RECORDS SHOWN:

• • • • •

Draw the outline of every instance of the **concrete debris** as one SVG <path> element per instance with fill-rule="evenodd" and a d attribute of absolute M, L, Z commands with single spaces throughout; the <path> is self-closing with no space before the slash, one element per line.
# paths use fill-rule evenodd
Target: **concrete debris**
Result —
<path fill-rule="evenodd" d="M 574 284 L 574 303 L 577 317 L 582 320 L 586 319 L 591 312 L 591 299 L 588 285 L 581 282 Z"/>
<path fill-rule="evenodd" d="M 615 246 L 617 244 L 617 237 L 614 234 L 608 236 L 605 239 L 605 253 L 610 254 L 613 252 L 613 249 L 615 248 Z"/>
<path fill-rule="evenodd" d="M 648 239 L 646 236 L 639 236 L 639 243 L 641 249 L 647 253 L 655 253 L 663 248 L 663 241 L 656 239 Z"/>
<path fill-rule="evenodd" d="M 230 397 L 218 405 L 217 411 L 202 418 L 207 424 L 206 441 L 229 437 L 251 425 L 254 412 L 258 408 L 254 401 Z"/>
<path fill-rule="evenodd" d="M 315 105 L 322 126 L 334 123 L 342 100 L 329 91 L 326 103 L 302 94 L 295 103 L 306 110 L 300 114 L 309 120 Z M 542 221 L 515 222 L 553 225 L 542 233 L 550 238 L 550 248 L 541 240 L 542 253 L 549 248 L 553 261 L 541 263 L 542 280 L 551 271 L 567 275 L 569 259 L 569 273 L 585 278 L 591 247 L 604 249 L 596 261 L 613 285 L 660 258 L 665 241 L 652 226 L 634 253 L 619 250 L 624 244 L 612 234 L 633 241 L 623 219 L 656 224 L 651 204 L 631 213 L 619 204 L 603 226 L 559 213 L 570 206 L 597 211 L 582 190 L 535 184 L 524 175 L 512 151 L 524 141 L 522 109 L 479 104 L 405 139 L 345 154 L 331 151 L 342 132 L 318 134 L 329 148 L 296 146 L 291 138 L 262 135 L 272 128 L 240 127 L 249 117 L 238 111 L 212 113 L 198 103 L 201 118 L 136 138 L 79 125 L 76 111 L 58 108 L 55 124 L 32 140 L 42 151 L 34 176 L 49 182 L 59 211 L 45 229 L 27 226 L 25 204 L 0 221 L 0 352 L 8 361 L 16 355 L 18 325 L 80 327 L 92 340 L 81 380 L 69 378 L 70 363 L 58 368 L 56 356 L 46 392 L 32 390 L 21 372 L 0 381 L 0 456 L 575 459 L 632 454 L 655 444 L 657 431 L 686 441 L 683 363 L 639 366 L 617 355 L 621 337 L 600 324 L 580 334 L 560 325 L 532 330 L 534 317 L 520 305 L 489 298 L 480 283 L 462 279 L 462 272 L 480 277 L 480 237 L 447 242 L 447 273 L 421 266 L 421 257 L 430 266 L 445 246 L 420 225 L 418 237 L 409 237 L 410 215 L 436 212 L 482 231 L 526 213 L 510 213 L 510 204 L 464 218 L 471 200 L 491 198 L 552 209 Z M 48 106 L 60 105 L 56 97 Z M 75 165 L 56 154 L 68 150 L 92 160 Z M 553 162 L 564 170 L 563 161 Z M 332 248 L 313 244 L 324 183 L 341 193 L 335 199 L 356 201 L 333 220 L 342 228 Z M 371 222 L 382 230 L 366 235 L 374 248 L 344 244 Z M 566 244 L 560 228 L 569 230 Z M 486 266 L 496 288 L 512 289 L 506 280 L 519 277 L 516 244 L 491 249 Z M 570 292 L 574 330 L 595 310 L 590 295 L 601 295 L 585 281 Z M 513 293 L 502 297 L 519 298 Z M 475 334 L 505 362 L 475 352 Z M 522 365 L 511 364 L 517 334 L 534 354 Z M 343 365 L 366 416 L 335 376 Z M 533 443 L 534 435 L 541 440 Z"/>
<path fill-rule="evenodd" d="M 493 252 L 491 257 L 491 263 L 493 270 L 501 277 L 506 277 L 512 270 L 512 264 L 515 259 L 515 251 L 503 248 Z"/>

• • • • •

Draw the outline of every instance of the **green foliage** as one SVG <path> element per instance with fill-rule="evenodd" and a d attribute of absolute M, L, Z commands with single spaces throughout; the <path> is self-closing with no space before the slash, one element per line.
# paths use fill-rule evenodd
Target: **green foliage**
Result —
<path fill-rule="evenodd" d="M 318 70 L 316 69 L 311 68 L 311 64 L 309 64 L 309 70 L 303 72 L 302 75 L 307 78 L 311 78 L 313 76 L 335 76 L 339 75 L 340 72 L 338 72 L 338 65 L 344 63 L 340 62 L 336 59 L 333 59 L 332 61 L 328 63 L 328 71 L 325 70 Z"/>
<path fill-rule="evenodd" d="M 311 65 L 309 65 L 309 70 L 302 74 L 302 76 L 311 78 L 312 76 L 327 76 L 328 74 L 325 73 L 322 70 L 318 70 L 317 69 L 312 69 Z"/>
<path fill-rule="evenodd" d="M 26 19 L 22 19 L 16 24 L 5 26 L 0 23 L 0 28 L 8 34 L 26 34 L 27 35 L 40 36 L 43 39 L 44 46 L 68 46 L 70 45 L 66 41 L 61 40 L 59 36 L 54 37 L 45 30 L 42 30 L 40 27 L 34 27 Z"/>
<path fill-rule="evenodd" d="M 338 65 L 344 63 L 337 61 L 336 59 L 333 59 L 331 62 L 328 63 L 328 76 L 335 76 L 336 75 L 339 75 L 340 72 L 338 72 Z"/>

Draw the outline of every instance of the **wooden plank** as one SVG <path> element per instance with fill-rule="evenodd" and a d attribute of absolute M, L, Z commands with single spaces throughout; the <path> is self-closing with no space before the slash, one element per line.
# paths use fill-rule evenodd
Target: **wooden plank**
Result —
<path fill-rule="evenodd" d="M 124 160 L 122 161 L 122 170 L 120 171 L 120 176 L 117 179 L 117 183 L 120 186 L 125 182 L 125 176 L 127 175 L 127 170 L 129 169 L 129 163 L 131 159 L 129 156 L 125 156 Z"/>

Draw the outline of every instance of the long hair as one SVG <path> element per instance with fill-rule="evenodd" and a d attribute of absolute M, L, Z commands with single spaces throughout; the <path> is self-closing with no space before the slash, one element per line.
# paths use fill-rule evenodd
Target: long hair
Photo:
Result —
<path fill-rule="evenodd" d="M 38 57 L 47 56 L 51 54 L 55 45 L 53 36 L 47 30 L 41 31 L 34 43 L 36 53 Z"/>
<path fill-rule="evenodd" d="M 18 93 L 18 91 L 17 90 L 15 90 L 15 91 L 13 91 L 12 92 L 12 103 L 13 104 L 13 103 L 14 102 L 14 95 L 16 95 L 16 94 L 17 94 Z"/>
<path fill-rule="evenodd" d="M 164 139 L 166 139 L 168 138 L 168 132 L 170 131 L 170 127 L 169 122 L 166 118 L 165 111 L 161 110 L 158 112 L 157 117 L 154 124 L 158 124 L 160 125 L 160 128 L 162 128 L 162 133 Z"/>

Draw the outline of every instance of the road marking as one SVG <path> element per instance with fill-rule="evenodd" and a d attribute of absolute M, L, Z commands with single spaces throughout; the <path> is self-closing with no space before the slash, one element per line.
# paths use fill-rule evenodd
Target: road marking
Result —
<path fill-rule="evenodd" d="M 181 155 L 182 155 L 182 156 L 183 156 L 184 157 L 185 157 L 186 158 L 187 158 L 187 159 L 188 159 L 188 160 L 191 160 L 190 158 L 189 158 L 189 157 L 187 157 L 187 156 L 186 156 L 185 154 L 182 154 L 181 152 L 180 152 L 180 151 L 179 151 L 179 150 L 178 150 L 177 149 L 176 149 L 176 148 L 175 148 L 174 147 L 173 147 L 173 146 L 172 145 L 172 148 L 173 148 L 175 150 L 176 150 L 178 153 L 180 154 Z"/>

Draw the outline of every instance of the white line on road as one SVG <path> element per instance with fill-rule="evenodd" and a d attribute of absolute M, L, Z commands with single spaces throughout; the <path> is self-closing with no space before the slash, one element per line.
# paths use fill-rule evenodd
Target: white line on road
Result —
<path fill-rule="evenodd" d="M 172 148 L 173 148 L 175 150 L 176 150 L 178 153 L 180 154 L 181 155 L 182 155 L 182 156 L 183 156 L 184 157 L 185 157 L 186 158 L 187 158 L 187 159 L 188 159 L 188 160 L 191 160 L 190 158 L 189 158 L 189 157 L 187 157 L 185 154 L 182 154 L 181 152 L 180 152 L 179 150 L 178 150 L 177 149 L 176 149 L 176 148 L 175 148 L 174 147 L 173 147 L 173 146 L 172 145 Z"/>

• • • • •

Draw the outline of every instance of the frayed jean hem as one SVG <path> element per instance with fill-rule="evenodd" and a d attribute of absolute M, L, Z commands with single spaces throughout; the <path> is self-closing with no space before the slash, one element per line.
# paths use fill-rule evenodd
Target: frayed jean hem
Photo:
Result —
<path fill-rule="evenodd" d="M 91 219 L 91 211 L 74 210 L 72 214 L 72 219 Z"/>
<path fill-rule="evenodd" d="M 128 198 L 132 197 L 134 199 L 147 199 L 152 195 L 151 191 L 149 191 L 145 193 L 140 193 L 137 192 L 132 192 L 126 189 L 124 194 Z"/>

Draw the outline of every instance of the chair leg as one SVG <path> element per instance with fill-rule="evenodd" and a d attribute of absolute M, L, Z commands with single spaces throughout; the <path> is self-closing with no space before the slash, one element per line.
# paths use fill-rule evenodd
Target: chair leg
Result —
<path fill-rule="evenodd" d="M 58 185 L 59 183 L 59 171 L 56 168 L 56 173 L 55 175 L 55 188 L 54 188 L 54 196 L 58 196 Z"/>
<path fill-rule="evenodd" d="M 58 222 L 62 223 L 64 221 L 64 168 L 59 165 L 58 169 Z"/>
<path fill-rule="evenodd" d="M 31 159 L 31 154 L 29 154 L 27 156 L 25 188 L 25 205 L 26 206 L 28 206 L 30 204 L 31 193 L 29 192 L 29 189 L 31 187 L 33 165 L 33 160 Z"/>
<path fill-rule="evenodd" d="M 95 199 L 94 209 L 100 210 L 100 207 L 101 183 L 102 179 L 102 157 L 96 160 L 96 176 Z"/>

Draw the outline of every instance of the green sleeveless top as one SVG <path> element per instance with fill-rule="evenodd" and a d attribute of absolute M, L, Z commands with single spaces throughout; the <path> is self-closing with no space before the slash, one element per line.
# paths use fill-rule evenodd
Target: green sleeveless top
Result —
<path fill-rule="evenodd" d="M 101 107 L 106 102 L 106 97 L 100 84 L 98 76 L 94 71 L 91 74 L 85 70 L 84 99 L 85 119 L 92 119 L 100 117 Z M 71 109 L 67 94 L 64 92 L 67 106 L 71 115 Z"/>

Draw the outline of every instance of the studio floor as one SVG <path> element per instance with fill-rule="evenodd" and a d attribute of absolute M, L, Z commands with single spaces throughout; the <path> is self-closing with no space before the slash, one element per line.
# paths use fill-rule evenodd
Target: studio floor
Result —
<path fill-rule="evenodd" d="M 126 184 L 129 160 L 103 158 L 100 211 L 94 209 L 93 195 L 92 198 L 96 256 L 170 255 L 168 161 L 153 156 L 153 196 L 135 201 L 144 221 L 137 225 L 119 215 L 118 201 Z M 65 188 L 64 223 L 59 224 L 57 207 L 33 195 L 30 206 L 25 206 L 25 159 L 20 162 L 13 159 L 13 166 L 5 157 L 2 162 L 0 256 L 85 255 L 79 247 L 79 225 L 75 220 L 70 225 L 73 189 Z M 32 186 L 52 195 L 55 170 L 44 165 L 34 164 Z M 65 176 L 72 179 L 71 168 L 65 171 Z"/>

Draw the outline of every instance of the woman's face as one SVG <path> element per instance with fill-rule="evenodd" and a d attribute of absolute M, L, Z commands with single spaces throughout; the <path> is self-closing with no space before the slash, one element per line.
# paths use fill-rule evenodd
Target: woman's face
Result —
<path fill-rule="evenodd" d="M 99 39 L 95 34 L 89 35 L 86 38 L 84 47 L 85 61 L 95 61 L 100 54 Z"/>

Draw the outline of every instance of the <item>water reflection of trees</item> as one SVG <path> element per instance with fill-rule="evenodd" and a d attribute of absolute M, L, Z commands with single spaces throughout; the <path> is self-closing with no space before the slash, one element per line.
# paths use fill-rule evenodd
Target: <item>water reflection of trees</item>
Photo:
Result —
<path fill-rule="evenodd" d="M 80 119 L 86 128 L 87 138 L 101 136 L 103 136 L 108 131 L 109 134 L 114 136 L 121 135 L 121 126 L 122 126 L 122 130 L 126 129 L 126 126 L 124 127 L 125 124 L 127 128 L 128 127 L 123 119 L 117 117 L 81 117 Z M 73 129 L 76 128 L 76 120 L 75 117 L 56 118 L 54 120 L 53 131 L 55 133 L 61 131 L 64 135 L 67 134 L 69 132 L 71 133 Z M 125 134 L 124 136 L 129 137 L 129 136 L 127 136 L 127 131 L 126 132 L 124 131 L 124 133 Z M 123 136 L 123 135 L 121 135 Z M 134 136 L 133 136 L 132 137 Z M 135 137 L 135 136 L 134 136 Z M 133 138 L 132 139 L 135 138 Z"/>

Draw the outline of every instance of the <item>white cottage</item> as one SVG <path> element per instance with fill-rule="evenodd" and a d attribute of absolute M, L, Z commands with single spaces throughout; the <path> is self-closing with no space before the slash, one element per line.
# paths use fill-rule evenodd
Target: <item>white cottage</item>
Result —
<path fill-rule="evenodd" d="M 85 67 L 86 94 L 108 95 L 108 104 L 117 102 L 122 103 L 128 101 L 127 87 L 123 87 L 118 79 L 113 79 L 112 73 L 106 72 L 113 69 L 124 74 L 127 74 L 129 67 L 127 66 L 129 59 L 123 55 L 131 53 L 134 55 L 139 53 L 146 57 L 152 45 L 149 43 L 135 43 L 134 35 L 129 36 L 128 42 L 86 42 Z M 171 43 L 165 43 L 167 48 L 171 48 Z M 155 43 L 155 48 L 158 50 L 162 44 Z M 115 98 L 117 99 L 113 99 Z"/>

• • • • •

WHAT YOU SHOULD DO: Recast the listing above as a Markdown table, starting with the line with "Draw the outline of every instance of the **concrete" and going on through the line with "230 397 L 218". Use two columns, Number and Entry, giving each line its own row and leaving out blank lines.

RESPONSE FOR THIS EXERCISE:
| Number | Entry |
|---|---|
| 1 | Draw the outline of every instance of the **concrete debris** as one SVG <path> element per instance with fill-rule="evenodd" and a d attribute of absolute M, L, Z commands with single spaces throughout; the <path> is self-closing with no space before the slash, one element per line. |
| 2 | # paths use fill-rule evenodd |
| 3 | Target: **concrete debris** |
| 4 | Result — |
| 5 | <path fill-rule="evenodd" d="M 574 284 L 574 303 L 577 317 L 582 320 L 586 319 L 591 312 L 591 299 L 588 285 L 581 282 Z"/> |
| 6 | <path fill-rule="evenodd" d="M 615 246 L 617 244 L 617 237 L 614 234 L 608 236 L 605 239 L 605 253 L 610 254 L 613 252 L 613 249 L 615 248 Z"/> |
| 7 | <path fill-rule="evenodd" d="M 648 239 L 646 236 L 639 236 L 639 243 L 641 249 L 647 253 L 655 253 L 663 248 L 663 241 L 656 239 Z"/> |
| 8 | <path fill-rule="evenodd" d="M 230 397 L 218 405 L 217 411 L 202 418 L 207 424 L 206 441 L 229 437 L 251 425 L 254 412 L 258 408 L 254 401 Z"/> |